--- About this exercise ---
In your reply, repeat every entry exactly and skip over each picture.

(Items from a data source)
•••••

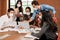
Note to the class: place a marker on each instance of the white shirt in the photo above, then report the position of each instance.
(4, 20)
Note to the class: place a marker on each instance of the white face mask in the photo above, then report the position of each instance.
(28, 13)
(18, 5)
(10, 14)
(40, 17)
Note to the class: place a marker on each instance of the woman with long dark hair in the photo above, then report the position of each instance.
(19, 6)
(49, 27)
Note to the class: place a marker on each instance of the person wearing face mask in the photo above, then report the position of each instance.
(18, 7)
(28, 15)
(18, 10)
(7, 17)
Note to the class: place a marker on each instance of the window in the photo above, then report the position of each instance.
(25, 3)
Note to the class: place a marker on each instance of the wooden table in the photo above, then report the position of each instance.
(14, 36)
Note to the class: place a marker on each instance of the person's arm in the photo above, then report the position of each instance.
(33, 16)
(48, 7)
(42, 31)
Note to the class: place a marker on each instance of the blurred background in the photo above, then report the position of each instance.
(5, 4)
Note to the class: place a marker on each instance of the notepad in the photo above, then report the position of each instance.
(4, 36)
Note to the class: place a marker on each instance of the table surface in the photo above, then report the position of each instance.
(14, 36)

•••••

--- Answer to this exercise ---
Note to the class: place a marker on each instance of the white shirt in the photo above, then report the position of each instance.
(4, 20)
Note to the class: place a marker on each instance of the white face mask in the photo above, then report the position of each instance.
(28, 13)
(18, 5)
(10, 14)
(40, 17)
Note to the class: place a marker on each instance of the woman with long dark hair in the photo above, then report the position of each instance.
(19, 6)
(49, 27)
Note to the class: place a marker on each instance of the person wearing face mask in the photo above, then report the position of each instance.
(18, 7)
(28, 15)
(18, 10)
(7, 17)
Note to the class: place a marker on each instance of the window in the photo above, then report the position of each instance.
(25, 3)
Note to the class: place a marker on each instance of the wooden table in the photo above, then report the position of each instance.
(14, 36)
Note to the class: place a marker on each instance of the person's arm in the photo above, then report the position of each instance.
(33, 16)
(48, 7)
(42, 31)
Note to the class: place a marker on each instance of the blurred background in the photo above, then report the position of each instance.
(5, 4)
Note to the class: place a marker on each instance of the notepad in the photo above, then report the position of each instance.
(4, 36)
Note to the class: place a marker on each instance of the table surface in the photo above, then report the position of each instance.
(14, 36)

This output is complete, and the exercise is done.